> Exercise description
Working from the line that contains "of the gold" down to the last line below, repeat each line exactly.
## BEGIN Extracted records
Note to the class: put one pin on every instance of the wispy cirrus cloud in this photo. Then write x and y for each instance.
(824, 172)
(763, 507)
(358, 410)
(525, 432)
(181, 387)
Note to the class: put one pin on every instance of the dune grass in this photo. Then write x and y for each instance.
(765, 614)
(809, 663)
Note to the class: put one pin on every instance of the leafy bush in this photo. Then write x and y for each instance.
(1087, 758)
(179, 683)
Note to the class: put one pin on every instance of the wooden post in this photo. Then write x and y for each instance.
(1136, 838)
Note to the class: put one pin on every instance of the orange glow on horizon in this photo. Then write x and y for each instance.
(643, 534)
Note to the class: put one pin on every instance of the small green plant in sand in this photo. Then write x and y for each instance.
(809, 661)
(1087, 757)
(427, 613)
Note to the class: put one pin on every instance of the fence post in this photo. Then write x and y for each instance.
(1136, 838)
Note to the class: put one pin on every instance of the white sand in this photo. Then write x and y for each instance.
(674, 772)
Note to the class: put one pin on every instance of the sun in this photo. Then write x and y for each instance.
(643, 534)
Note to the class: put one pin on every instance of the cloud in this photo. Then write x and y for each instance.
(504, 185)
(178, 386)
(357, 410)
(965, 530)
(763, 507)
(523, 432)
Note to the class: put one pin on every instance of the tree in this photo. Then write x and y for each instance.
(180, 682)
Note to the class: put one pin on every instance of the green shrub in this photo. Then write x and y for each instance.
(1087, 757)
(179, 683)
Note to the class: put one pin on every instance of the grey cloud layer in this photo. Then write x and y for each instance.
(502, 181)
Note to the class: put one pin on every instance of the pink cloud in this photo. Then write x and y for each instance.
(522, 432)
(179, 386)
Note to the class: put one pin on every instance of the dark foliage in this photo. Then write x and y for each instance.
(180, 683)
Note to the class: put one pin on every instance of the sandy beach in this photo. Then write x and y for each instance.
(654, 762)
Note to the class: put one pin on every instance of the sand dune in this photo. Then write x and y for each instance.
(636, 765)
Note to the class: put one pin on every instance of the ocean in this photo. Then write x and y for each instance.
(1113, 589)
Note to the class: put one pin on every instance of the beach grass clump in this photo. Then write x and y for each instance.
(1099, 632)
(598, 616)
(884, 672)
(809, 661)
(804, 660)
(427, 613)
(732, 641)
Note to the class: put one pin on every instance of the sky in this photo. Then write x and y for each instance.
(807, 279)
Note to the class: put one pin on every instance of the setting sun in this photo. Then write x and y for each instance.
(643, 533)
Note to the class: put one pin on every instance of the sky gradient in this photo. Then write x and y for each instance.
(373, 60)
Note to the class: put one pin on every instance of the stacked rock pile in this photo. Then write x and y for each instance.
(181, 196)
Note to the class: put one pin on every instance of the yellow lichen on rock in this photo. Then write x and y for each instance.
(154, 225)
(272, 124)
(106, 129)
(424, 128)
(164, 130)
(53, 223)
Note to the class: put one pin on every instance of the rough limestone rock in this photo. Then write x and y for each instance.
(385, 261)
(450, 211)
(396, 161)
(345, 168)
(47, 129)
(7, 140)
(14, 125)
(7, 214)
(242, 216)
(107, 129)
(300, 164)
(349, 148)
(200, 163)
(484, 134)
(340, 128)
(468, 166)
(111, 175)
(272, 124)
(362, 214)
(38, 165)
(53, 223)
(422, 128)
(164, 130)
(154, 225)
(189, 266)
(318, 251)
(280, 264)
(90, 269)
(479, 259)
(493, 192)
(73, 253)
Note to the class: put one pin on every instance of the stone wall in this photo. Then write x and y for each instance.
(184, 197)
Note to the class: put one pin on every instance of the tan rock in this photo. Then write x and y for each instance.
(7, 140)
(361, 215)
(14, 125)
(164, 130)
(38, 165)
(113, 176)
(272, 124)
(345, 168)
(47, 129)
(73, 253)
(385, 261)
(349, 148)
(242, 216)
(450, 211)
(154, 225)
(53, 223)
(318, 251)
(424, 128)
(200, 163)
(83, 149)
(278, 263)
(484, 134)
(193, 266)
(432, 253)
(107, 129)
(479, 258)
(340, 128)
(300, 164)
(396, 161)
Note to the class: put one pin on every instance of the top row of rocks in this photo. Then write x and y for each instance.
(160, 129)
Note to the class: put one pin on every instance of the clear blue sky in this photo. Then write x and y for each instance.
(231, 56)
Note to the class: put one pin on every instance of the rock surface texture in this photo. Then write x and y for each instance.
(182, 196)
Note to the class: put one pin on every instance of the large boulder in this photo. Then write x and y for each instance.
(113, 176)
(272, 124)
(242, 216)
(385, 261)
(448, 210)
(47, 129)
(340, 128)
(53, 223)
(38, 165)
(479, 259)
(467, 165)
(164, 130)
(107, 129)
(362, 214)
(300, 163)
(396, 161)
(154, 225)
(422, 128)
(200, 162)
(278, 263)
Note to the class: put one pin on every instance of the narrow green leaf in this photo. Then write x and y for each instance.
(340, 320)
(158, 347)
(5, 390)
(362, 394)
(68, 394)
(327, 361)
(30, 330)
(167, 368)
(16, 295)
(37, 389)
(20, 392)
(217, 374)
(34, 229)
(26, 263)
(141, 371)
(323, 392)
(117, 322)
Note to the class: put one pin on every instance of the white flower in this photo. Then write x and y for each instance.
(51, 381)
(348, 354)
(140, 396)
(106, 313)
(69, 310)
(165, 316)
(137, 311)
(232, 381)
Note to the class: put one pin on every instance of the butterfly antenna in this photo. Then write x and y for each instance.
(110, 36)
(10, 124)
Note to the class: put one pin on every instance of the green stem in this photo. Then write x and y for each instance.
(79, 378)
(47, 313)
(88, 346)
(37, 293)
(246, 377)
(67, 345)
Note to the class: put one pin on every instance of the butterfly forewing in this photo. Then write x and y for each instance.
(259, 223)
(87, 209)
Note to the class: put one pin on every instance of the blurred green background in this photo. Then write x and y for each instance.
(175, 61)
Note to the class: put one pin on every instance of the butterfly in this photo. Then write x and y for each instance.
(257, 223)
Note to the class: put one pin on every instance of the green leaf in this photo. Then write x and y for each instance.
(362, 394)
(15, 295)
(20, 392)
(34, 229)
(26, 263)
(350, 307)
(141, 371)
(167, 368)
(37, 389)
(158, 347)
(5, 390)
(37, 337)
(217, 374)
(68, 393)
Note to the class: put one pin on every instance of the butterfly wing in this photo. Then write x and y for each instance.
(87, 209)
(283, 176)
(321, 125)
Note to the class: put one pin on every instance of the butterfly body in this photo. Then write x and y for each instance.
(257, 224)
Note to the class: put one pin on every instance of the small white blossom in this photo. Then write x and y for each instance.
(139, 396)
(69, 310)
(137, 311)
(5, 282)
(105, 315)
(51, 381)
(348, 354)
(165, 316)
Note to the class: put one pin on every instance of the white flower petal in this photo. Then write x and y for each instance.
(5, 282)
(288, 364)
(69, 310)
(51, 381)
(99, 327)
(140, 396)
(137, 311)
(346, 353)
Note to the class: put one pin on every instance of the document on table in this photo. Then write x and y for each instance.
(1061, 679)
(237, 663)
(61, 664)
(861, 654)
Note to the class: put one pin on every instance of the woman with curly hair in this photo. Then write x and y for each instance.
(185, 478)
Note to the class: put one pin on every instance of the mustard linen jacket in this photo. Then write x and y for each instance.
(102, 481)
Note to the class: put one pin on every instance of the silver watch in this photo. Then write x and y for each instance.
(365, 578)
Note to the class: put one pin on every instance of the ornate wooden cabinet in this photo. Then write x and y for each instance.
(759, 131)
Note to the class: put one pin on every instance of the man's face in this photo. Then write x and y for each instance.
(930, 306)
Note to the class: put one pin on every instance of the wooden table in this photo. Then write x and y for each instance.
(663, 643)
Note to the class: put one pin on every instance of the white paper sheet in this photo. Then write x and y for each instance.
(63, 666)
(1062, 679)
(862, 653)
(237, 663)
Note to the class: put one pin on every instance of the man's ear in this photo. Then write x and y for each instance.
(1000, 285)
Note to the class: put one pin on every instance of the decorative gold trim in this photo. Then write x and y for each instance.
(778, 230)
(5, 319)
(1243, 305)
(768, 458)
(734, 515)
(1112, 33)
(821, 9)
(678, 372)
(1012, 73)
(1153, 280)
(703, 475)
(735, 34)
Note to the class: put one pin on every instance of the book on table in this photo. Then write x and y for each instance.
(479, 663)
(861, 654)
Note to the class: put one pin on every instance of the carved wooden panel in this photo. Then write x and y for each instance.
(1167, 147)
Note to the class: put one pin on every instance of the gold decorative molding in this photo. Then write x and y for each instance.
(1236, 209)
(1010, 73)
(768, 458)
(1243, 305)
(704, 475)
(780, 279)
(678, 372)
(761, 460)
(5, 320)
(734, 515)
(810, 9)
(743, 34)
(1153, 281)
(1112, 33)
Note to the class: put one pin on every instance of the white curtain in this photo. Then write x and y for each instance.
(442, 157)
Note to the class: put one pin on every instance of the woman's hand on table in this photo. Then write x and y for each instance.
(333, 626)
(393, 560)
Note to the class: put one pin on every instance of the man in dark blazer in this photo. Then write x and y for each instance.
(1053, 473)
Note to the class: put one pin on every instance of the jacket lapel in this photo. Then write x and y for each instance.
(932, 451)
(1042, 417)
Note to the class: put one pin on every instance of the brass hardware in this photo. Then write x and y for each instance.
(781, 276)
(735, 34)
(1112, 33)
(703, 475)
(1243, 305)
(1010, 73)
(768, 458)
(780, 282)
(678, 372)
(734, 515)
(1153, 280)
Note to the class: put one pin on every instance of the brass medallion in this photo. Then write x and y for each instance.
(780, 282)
## END Extracted records
> Output
Note to the class: put one pin on every instance of the gold decorative molding in this photo. Then write x and y for each instance.
(1236, 209)
(1010, 73)
(768, 458)
(1243, 305)
(704, 475)
(780, 279)
(678, 372)
(761, 460)
(5, 320)
(734, 515)
(810, 9)
(743, 34)
(1153, 281)
(1112, 33)
Note to the class: put one pin on every instance of the white curtain in this photo. Then write x and y for each instance.
(442, 157)
Note to the class: put one pin on every instance of the woman's hand on table in this photo. Then write x and y for each instance.
(333, 626)
(393, 560)
Note to the class: put one pin on every instance of the man in dark blazer in this photo. Then write x and y for each instance.
(1053, 473)
Note to the class: put one pin on every instance of the jacket lapel in this photo. Then write x and y for each instance.
(932, 451)
(1042, 417)
Note to the class: put one pin on every instance of the brass hardware in this photo. Then write x and y for each instance.
(781, 276)
(735, 34)
(1112, 33)
(703, 475)
(1243, 305)
(1010, 73)
(768, 458)
(780, 282)
(678, 372)
(734, 515)
(1153, 280)
Note to the class: put one pin on every instance of the brass medallion in this photo. Then write x and y for each instance.
(780, 282)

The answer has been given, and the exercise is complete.